Top of Extracted text

It’s a bit nippy out


It’s a slog, isn’t it, that January? December is dark, February is cold. January is dark and cold. On the plus side, this means there is nothing you absolutely have to do in your kitchen garden. If you are so inclined you can take the month off, stay inside, eat chocolate and waste all your time on Twitter and Instagram.




However, if you are feeling industrious or simply depressed and desperate to feel like there is light at the end of the winter tunnel, there are a few things you can do. And, for two of them, you don’t even need to go outside.

  1. Buy a grow light. Winter sun is weak and low in the sky and if you sow plants on a windowsill at this time of year – even a very sunny one – they’ll soon struggle through lack of light. They’ll start off OK, but within a few days of germinating will become stretched and thin (etiolated, if you want to sound horticultural) and lean towards the light. Even if you turn the container they’re in every day, you won’t end up with the stocky seedlings you need to grow into a decent plant. This is OK if you’re going to harvest them as baby salad leaves, but that’s about it.


Day 1 in the grow light corner


The solution is to get hold of an artificial light to grow the plants under. I have this grow light system. I sowed lettuce, chard, beetroot and peas thickly in plastic pots and plan to harvest them as baby salad leaves (and pea shoots) as soon as that light can tempt them to a decent size. Since it’s on the floor rather than on a windowsill I’ve added some kitchen foil taped to the walls around it to maximise the light the seedlings are getting since I noticed they were getting a bit lanky even with the artificial light.

Bottom of Extracted text

[Exercise instructions] Continue the piece on January jobs in the kitchen garden, picking up right after its last sentence.

Top of Records shown

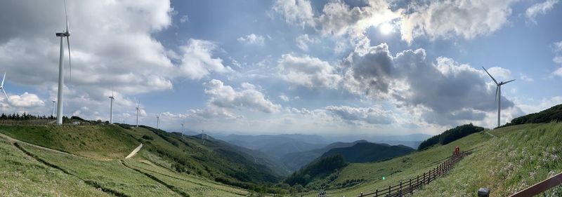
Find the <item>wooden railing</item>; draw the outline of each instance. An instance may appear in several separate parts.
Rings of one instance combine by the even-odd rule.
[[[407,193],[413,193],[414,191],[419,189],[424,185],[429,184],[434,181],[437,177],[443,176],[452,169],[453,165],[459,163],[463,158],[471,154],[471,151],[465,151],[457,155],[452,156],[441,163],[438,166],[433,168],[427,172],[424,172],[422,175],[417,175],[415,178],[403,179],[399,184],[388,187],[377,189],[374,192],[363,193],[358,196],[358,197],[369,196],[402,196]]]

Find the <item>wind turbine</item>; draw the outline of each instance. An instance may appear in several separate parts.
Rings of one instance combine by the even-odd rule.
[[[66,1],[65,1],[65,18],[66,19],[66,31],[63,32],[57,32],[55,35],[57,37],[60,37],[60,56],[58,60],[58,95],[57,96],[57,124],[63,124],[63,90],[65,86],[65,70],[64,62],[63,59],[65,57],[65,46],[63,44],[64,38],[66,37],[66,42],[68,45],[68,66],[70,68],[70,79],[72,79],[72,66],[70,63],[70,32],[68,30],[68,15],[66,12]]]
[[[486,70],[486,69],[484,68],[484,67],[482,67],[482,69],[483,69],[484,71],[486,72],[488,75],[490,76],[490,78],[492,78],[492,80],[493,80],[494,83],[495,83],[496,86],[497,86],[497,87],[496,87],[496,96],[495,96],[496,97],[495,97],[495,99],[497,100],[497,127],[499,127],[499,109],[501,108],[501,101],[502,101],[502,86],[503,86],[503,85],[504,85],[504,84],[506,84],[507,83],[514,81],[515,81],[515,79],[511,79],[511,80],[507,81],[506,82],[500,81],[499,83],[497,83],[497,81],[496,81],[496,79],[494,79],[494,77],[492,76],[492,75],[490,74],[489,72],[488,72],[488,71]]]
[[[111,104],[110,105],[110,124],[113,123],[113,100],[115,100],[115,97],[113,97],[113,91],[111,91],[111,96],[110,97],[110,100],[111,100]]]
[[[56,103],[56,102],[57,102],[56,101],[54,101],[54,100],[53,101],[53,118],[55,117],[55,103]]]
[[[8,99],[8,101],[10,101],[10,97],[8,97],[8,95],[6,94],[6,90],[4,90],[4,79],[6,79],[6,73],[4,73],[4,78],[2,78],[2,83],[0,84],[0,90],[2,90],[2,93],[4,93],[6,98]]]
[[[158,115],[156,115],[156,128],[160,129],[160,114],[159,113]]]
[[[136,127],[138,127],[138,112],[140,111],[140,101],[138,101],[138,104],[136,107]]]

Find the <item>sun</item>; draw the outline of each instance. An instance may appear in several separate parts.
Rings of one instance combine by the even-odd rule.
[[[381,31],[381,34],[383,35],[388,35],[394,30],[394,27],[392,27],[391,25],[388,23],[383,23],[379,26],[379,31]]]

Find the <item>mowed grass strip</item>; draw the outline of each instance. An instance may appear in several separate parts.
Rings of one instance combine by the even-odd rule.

Bottom of Records shown
Top of Records shown

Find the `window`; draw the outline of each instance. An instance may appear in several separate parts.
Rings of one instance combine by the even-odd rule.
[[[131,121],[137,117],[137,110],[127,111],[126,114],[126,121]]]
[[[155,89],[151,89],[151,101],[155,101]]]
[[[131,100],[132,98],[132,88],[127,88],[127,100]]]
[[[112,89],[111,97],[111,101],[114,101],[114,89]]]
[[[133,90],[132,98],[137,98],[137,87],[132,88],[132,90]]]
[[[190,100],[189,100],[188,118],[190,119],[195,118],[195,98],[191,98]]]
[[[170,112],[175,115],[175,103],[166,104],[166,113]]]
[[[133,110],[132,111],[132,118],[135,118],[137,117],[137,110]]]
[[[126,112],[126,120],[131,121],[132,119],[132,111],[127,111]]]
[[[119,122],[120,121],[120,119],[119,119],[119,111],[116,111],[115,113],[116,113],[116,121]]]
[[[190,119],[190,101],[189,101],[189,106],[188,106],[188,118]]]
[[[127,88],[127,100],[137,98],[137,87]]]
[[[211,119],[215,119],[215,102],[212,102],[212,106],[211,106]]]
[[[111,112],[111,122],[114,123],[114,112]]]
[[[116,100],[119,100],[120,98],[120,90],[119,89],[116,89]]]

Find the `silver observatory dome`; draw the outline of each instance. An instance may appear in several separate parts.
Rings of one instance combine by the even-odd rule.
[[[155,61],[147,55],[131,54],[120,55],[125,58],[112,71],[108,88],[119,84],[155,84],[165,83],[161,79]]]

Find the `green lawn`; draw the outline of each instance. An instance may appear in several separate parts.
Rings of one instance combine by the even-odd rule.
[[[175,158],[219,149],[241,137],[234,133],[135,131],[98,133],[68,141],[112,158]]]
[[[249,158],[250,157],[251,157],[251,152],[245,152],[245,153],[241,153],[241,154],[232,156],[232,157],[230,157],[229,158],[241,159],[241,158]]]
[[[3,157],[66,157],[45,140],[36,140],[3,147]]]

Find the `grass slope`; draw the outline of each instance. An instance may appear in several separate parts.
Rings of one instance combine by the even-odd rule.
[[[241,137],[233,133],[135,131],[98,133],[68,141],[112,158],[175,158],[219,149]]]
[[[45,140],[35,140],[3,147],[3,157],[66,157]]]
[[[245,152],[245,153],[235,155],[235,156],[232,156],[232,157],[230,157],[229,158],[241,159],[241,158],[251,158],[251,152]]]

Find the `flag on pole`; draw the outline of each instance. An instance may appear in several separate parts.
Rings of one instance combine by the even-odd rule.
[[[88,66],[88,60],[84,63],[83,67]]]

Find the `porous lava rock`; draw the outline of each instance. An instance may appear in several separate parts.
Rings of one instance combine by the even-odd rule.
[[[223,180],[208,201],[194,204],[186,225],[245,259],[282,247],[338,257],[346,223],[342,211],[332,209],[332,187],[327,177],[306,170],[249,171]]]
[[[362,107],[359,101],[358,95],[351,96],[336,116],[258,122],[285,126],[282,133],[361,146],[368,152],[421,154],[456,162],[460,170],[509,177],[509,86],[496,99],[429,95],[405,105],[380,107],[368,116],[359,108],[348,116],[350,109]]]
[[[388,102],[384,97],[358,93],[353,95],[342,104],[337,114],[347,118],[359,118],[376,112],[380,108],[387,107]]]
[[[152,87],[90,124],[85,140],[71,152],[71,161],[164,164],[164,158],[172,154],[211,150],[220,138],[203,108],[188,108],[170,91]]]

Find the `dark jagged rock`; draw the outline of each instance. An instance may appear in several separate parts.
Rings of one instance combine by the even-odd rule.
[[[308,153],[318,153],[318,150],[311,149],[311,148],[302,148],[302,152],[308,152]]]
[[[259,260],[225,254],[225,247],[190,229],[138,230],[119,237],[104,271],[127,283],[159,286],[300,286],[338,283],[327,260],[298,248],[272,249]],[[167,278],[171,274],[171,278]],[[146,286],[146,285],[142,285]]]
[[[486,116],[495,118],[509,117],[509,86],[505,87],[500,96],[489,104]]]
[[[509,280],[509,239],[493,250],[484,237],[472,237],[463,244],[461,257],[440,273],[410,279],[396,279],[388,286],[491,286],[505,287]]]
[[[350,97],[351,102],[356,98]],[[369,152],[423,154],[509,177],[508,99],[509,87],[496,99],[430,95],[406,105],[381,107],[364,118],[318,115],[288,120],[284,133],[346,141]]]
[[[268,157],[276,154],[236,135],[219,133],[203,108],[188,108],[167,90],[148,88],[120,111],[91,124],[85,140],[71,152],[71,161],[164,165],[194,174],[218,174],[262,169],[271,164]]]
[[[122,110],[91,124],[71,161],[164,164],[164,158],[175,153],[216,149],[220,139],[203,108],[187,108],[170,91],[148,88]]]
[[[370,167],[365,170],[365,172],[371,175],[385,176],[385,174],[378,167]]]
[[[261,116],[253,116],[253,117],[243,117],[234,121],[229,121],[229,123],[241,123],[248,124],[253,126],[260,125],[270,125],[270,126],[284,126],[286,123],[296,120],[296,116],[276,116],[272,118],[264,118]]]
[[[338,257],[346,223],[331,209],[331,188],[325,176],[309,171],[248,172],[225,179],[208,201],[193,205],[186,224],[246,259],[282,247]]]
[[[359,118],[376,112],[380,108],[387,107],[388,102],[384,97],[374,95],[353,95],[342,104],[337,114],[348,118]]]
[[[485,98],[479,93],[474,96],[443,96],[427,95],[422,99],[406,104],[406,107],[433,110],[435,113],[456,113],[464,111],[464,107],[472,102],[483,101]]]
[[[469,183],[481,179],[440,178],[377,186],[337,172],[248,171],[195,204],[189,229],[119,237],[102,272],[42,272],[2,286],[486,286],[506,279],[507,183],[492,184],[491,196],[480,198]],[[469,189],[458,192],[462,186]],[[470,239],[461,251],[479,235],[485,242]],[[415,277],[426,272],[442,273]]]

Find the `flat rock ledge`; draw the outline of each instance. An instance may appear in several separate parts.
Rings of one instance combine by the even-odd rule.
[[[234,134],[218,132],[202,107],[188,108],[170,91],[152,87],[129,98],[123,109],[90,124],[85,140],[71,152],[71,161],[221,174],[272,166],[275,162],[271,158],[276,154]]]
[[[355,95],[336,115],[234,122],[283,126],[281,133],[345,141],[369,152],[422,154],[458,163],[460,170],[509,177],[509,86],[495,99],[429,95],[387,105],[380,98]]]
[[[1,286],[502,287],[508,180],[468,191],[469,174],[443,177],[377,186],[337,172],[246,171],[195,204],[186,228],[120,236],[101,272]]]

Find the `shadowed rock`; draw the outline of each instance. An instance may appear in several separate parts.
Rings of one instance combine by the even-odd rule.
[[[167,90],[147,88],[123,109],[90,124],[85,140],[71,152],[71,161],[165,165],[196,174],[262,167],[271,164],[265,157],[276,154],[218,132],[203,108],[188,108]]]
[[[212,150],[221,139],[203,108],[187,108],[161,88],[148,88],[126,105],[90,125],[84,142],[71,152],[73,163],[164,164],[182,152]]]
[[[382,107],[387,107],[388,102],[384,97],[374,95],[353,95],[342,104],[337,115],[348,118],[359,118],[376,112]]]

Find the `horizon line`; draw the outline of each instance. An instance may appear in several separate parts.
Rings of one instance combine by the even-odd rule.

Bottom of Records shown

[Task answer]
6 days later with added kitchen foil light reflectors!

2. Grow microgreens. Even without a grow light (although it has to be said, they’ll be quicker and crunchier with one) you can get a decent windowsill crop of these little shoots and leaves. Any salad or herb works well (fennel and radish are particularly tasty), as does broccoli, peas, carrots. Sow thickly and cut when a couple of inches high then scatter on salads. In their seedling form, the flavours of microgreens are surprisingly intense.


What no soil?


If growing in compost seems a bit 20th century for you, why not go hydroponic? I bought a hydroponic windowsill kit last year from Achiltibuie Garden and had a lot of fun with it, growing lettuce, basil, chives and dill. Since there’s no compost involved – you grow in a sterile, white granular medium a bit like Perlite – it’s clean and light. All feed and instructions are provided and it’s really easy to grow a good microgreen crop. The best thing? You can reuse the growing medium afterwards by blasting it in the microwave so you don’t have to keep replacing it.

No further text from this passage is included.